── Recorded information ──
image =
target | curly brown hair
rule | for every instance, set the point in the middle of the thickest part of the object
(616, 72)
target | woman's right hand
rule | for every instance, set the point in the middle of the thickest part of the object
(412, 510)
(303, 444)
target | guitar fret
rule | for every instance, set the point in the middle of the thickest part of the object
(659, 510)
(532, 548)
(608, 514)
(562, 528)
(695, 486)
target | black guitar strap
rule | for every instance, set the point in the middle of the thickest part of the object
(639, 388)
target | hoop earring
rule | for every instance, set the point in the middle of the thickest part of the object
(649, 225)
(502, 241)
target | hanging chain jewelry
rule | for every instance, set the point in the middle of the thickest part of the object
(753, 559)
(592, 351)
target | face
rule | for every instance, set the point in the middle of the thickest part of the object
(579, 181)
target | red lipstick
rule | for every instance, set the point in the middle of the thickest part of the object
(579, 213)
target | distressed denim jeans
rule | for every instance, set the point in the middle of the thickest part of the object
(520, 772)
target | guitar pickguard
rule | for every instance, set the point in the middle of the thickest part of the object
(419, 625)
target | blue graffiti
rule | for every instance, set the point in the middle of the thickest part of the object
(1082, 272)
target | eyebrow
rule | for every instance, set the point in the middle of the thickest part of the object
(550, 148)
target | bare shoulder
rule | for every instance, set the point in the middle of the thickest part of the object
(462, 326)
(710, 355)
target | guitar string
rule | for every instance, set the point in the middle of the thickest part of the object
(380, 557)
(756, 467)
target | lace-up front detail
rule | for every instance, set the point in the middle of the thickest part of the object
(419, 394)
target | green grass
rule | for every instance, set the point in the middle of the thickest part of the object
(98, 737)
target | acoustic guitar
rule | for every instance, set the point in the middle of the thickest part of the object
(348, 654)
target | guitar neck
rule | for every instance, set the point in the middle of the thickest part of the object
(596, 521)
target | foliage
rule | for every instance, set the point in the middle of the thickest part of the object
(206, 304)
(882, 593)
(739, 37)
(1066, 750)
───
Required work: Your task is to write out the lines from the one with "target | red lipstick" through the end of the records, exactly and with nothing added.

Answer to the task:
target | red lipstick
rule | for every instance, set the point in the middle of the thickest part of the object
(579, 213)
target | distressed denim jeans
rule | for every instance, set the point in the middle of the thickest part of the object
(520, 772)
target | guitar pickguard
rule | for every instance, set the point in the middle of the thickest part of the object
(419, 625)
target | blue graffiti
rule | for every instance, set the point in the middle of the thickest part of the object
(1082, 272)
target | eyebrow
rule | for every instance, set the point in the middle of the thickest part of the object
(550, 148)
target | bare shoulder
rule | for every instance, set the point in the middle of the thickest part of the object
(462, 326)
(710, 355)
target | guitar string
rule | for every instance, set the point in the middle of the thickest part of the object
(380, 557)
(756, 467)
target | lace-up front detail
rule | for every instance, set the point in the middle of the thickest part of the object
(419, 394)
target | green grass
rule | for every instance, set the point in the middle of the thickest part of the object
(98, 737)
target | acoustic guitar
rule | for every instance, set the point in the middle of the thickest part of the object
(348, 654)
target | guitar neck
rule | for every instance, set the point in the middle of the thickest part of the object
(596, 521)
target | foliage
rule | for every instance, set the point in the middle of the thickest part of the object
(206, 304)
(882, 593)
(739, 37)
(1066, 750)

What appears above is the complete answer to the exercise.